▶ PASSAGE:
#####

KEY POINTS:
It's time Auckland Mayor Dick Hubbard called in the spy hunters to sweep city hall for a cell of al Qaeda operatives. A few in-house saboteurs would help explain the chaos that is Queen St at the moment.
I gave the bureaucrats the benefit of the doubt a couple of years ago when they came up with a dastardly plot to gridlock the whole region's road system by racing V8 cars around inner city Victoria Park for four days at a time. Ever forgiving, I put it down to too much petrol-sniffing in their youth.
But now they've come up with an even more fiendish plan to throttle the city centre - and this time they've succeeded.
If Mayor Dick doesn't mount a quick counter-attack, Auckland's golden mile will remain a no-go zone for another year. And by then, all the new nikau palms and Chinese bluestone in the world might not be enough to entice the shoppers back.
Of course the bureaucrats are blaming the motorists for the snarl-up. They say any smart driver should have got the message the first time they got trapped trying to drive through the streetscape renovations and given Queen St a wide berth. The flaw in that expectation is that successful aversion therapy depends on the patient experiencing a short sharp shock. But for most Auckland drivers, the recent Queen St jams are nothing out of the ordinary.
The city's transport manager, Dr Stephen Rainbow, is now threatening to intensify the aversion treatment over the next week with scary things like flashing lights and loud radio advertising. In his home town of Wellington, such tactics might be enough to frighten the pants off everyone. But up here, he's going to need cattle prods or police Taser guns to get the message home - or else his final solution weapon, a total ban on private vehicles in Queen St.
That's what the bus drivers, whose timetables have been fouled up by the traffic snarls, favour. So, surprisingly, do the vast majority of respondents on the nzherald.co.nz website when I checked yesterday afternoon. As the chaos the bureaucrats are promising will continue for 12 months, they have a point.
Until the renovations started, I was for letting everyone use Queen St. As a pedestrian, it was easy enough to duck across without much problem, and when I did drive down, the flow was better than, say, Ponsonby Road.
But now we have a year to experiment, so why not ban cars for a while and see what happens. Whatever does, it can't be any worse than we're now stuck with. Maybe it might mean making Albert St one way going north to match neighbouring Hobson St's flow south to the motorway junctions. Whatever, I'm sure the boffins could come up with something.
Freeing Queen St for buses and taxis only might even encourage greater use of public transport. Of course having shocked people out of their cars, Dr Rainbow would be smart to offer a reward in the form of, say, free bus rides up and down Queen St for the year of inconvenience.

#####

Stored data
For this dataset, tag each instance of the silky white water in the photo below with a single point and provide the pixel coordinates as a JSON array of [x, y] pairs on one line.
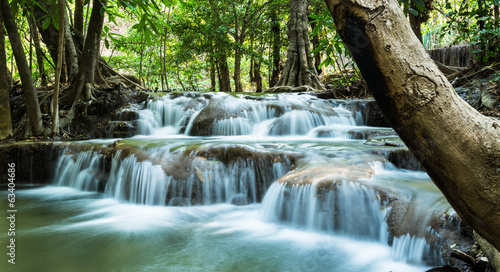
[[168, 208]]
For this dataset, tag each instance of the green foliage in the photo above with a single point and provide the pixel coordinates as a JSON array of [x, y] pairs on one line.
[[473, 23]]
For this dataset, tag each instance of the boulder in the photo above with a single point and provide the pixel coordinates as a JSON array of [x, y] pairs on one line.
[[219, 108]]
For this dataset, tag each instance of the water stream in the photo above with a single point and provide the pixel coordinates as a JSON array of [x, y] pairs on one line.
[[205, 186]]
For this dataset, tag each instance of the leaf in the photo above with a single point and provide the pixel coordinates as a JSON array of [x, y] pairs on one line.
[[199, 173], [420, 4], [413, 11], [46, 23]]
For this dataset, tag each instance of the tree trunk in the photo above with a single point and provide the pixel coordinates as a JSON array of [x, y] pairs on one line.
[[315, 41], [38, 50], [415, 22], [70, 49], [497, 16], [57, 81], [276, 32], [50, 37], [238, 87], [299, 68], [78, 23], [212, 76], [90, 54], [257, 78], [458, 147], [225, 83], [5, 85], [32, 106]]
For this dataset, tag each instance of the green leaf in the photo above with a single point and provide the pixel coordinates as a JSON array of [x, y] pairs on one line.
[[420, 4], [413, 11], [46, 23]]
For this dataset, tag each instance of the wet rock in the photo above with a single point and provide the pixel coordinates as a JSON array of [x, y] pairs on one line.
[[445, 268], [490, 96], [375, 117], [121, 129], [239, 200], [126, 115], [368, 134], [401, 158], [34, 161], [385, 141], [491, 253], [219, 108], [178, 201]]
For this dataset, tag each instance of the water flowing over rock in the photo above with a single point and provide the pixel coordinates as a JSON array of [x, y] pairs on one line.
[[313, 166], [152, 177]]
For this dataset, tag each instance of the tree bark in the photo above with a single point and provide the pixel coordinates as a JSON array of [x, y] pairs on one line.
[[315, 42], [78, 23], [276, 34], [299, 68], [88, 63], [5, 85], [32, 107], [60, 52], [225, 83], [70, 49], [38, 50], [458, 147], [415, 22]]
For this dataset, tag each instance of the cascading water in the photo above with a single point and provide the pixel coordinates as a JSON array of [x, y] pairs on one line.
[[187, 155], [80, 172], [351, 210]]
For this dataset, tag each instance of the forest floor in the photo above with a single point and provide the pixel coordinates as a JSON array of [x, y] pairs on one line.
[[477, 85]]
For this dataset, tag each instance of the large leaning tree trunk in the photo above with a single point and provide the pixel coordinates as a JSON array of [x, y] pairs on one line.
[[83, 83], [32, 106], [299, 67], [5, 84], [458, 147]]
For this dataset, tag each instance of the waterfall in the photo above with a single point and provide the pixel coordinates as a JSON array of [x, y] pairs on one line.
[[172, 114], [137, 182], [79, 172], [351, 210], [142, 182], [409, 249]]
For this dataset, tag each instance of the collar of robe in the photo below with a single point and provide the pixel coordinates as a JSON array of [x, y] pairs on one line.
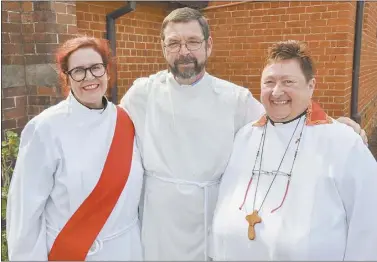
[[315, 115]]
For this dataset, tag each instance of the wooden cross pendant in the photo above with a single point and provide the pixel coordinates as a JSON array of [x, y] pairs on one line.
[[253, 219]]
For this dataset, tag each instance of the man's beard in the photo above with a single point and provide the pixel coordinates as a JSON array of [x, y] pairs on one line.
[[187, 72]]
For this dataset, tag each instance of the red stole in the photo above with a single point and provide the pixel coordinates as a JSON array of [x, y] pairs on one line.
[[79, 233]]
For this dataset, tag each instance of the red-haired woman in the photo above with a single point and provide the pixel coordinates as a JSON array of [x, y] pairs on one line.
[[77, 182]]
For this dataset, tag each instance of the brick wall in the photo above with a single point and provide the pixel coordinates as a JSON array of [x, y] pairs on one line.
[[368, 74], [137, 34], [31, 33], [242, 33]]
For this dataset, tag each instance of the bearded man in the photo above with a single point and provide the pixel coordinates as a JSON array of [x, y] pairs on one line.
[[185, 121]]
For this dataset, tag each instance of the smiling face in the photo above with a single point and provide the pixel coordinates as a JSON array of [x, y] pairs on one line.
[[186, 64], [90, 91], [285, 92]]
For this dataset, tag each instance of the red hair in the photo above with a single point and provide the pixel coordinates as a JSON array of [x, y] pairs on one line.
[[99, 45]]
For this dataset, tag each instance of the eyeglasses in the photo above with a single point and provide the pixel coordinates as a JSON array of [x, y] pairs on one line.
[[192, 45], [78, 74]]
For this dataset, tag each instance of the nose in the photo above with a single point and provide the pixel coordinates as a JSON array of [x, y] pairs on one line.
[[89, 75], [184, 50], [277, 91]]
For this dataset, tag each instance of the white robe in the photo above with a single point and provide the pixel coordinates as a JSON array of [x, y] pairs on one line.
[[330, 209], [61, 157], [185, 136]]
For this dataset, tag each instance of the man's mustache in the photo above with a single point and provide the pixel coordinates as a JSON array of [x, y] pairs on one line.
[[185, 60]]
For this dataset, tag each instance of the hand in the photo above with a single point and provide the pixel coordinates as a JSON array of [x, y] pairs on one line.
[[356, 127]]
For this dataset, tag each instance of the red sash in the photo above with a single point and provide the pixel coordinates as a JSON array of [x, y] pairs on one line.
[[79, 233]]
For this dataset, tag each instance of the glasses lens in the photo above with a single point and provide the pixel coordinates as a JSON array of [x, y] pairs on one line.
[[78, 74], [98, 70]]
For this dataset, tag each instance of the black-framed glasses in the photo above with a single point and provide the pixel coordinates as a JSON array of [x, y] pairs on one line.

#####

▶ WORK TO COMPLETE: According to the column about Queen St traffic above, what is the home town of the city's transport manager, Dr Stephen Rainbow?

▶ ANSWER SECTION: Wellington.